Count the lines in the material below that contain the string "target", treating uppercase and lowercase as different, and reply with only that number.

- Supplied material
Begin

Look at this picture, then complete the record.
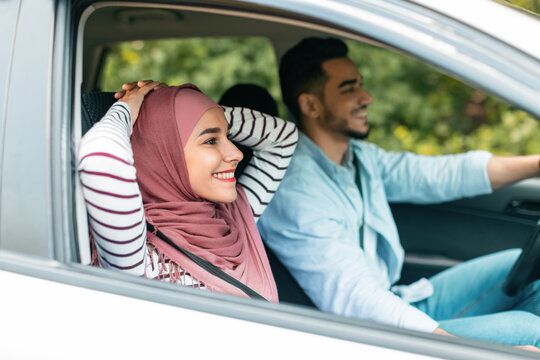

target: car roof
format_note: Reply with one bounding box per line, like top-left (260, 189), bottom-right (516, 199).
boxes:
top-left (408, 0), bottom-right (540, 60)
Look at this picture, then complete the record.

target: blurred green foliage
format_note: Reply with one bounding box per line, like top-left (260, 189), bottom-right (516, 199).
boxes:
top-left (102, 36), bottom-right (540, 155)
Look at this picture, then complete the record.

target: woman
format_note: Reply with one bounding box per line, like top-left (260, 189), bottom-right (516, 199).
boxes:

End

- Complete answer
3